**Extracted entries**
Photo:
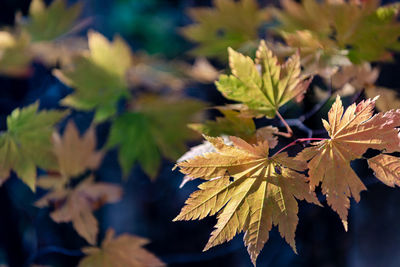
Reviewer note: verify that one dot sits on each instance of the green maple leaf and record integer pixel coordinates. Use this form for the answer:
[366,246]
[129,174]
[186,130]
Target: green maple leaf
[99,77]
[263,85]
[26,144]
[48,23]
[157,128]
[231,124]
[229,24]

**Short task**
Render every line of the records above as a numbered list, skipping any blank lines and leaving the pictures out.

**Exercise solution**
1. Photo:
2. Reviewer note: verify that one dot sits on each instance of the green maple leaf and record integer pixel coordinates. Use this form for the answer:
3. [366,246]
4. [129,174]
5. [186,130]
6. Target: green maple leaf
7. [99,77]
8. [263,85]
9. [26,144]
10. [48,23]
11. [157,128]
12. [231,124]
13. [229,24]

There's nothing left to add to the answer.